## Task description
Top to bottom, every record is to be copied word for word.

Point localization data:
##########
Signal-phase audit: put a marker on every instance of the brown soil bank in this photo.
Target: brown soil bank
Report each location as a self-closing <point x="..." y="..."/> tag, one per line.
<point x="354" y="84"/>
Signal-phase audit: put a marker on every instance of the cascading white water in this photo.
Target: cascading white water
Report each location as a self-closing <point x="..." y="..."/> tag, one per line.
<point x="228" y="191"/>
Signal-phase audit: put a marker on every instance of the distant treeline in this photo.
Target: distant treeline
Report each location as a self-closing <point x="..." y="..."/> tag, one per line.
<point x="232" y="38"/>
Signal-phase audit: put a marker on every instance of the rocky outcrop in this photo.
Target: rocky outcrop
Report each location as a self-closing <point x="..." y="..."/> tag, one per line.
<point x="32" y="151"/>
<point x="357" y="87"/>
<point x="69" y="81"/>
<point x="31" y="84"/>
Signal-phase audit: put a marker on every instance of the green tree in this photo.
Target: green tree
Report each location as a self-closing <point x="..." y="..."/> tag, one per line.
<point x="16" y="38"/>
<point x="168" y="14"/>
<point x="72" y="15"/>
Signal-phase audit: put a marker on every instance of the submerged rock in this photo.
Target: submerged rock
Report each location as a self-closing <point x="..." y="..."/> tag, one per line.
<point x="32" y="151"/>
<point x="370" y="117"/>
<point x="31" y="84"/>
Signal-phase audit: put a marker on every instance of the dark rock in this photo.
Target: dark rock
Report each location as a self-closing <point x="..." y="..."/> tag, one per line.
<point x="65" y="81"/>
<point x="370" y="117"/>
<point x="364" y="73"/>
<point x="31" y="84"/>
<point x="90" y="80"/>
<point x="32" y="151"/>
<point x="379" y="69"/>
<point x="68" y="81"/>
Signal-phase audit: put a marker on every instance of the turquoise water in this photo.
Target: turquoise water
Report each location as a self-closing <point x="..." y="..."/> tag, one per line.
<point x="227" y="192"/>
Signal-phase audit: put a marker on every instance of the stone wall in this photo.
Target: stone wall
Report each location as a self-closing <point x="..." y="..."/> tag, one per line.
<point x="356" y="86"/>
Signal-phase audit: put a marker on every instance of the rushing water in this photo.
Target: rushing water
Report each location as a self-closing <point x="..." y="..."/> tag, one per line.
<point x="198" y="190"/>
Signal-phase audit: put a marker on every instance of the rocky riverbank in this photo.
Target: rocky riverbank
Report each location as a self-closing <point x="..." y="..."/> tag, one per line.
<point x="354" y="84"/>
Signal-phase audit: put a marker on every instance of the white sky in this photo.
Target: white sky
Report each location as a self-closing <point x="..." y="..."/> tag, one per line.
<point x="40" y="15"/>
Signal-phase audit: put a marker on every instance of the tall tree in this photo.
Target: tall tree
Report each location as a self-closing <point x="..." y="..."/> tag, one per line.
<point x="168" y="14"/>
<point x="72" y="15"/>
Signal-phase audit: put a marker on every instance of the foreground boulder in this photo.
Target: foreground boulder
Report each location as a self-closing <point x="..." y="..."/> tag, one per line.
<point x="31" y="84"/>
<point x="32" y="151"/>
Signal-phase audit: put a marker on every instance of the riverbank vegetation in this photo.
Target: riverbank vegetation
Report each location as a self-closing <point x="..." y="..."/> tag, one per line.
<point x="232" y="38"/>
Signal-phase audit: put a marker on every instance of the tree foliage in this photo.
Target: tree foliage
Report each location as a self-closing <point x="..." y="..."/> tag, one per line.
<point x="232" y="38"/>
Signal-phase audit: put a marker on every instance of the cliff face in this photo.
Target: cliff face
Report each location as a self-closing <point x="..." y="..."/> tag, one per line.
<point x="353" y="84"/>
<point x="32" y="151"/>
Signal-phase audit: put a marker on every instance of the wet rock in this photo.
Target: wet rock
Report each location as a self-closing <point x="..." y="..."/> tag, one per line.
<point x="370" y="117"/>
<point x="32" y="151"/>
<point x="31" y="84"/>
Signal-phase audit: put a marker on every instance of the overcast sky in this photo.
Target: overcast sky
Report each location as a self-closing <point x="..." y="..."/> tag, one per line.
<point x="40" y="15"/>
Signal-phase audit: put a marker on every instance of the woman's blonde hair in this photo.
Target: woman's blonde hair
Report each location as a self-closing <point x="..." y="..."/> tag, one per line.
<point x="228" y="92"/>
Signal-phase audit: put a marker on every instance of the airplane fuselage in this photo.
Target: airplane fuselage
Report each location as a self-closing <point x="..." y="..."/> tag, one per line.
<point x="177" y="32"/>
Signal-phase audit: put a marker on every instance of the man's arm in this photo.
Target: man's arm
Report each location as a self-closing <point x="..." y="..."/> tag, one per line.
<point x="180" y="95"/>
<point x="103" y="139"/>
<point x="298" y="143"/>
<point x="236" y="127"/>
##########
## Task output
Signal-phase audit: put a marker on every instance of the brown soil bank in this photo.
Target: brown soil bank
Report each location as a self-closing <point x="..." y="..."/> tag, one per line.
<point x="354" y="84"/>
Signal-phase audit: put a marker on every instance of the cascading white water in this photo.
Target: cascading white water
Report each location as a self-closing <point x="..." y="..."/> tag, one per line.
<point x="228" y="191"/>
Signal-phase audit: put a marker on every instance of the distant treeline in this photo.
Target: distant treeline
Report each location as a self-closing <point x="..." y="..."/> tag, one per line.
<point x="232" y="38"/>
Signal-phase audit: put a marker on every instance of the rocky outcrop in this photo.
Target: rocky outcrop
Report each location as a self-closing <point x="..." y="..."/> tag, one per line.
<point x="32" y="151"/>
<point x="357" y="87"/>
<point x="69" y="81"/>
<point x="31" y="84"/>
Signal-phase audit: put a marker on every instance of the green tree in this photo.
Target: green tree
Report each location as a self-closing <point x="..." y="..."/> tag, one per line.
<point x="16" y="38"/>
<point x="168" y="14"/>
<point x="72" y="15"/>
Signal-phase audit: put a marker on every instance of the submerged rock in this photo.
Target: submerged rock
Report each location as a self-closing <point x="..." y="..."/> tag, one per line.
<point x="32" y="151"/>
<point x="370" y="117"/>
<point x="31" y="84"/>
Signal-phase audit: put a marker on every instance of the dark rock in this photo.
Target: dark rock
Report each location as a self-closing <point x="..." y="..."/> tag, one per line.
<point x="65" y="81"/>
<point x="370" y="117"/>
<point x="364" y="73"/>
<point x="31" y="84"/>
<point x="90" y="80"/>
<point x="32" y="151"/>
<point x="379" y="69"/>
<point x="68" y="81"/>
Signal-phase audit: put a marker on every instance of the turquoise water in this photo.
Target: turquoise water
Report each location as a self-closing <point x="..." y="..."/> tag, one per line.
<point x="227" y="192"/>
Signal-phase audit: put a marker on every instance of the stone wall in this photo.
Target: stone wall
Report each location as a self-closing <point x="..." y="..."/> tag, one per line.
<point x="356" y="86"/>
Signal-phase audit: put a marker on every instance of the rushing water in this photo.
Target: rushing water
Report each location as a self-closing <point x="..." y="..."/> tag, one per line.
<point x="198" y="190"/>
Signal-phase audit: put a marker on every instance of the rocky riverbank in this photo.
Target: rocky riverbank
Report each location as a self-closing <point x="..." y="..."/> tag, one per line.
<point x="354" y="84"/>
Signal-phase audit: put a marker on every instance of the white sky in this photo.
Target: white sky
Report each location as a self-closing <point x="..." y="..."/> tag, one per line.
<point x="40" y="15"/>
Signal-phase audit: put a marker on every instance of the tall tree in this photo.
Target: tall tree
Report each location as a self-closing <point x="..." y="..."/> tag, one per line.
<point x="168" y="14"/>
<point x="72" y="15"/>
Signal-phase audit: put a marker on every instance of the foreground boulder in this photo.
Target: foreground boulder
Report each location as a self-closing <point x="..." y="..."/> tag, one per line.
<point x="31" y="84"/>
<point x="32" y="151"/>
Signal-phase audit: put a marker on every instance of the riverbank vegetation in this photo.
Target: riverbank vegetation
Report each location as a self-closing <point x="..." y="..."/> tag, one per line.
<point x="232" y="38"/>
Signal-phase audit: put a marker on every instance of the tree foliage in this photo.
Target: tree foliage
Report each location as a self-closing <point x="..." y="..."/> tag, one per line.
<point x="232" y="38"/>
Signal-phase audit: put a marker on every instance of the cliff face in this photo.
Target: cliff face
Report each location as a self-closing <point x="..." y="..."/> tag, one per line.
<point x="353" y="84"/>
<point x="32" y="151"/>
Signal-phase audit: put a marker on every instance of the wet rock in this photo.
Target: wet rock
Report each location as a self-closing <point x="..." y="..."/> tag, one per line.
<point x="370" y="117"/>
<point x="32" y="151"/>
<point x="31" y="84"/>
Signal-phase audit: put a marker on every instance of the overcast sky in this photo.
Target: overcast sky
Report each location as a self-closing <point x="..." y="..."/> tag, one per line.
<point x="40" y="15"/>
Signal-phase audit: put a marker on every instance of the woman's blonde hair in this photo.
Target: woman's blonde hair
Report each location as a self-closing <point x="..." y="..."/> tag, one per line.
<point x="228" y="92"/>
Signal-phase audit: put a marker on every instance of the airplane fuselage in this photo.
Target: airplane fuselage
Report each location as a self-closing <point x="..." y="..."/> tag, one per line.
<point x="177" y="32"/>
Signal-phase audit: put a marker on every instance of the man's arm in this photo.
Target: man's arm
Report each location as a self-closing <point x="..." y="..."/> tag, one per line.
<point x="180" y="95"/>
<point x="103" y="139"/>
<point x="298" y="143"/>
<point x="236" y="127"/>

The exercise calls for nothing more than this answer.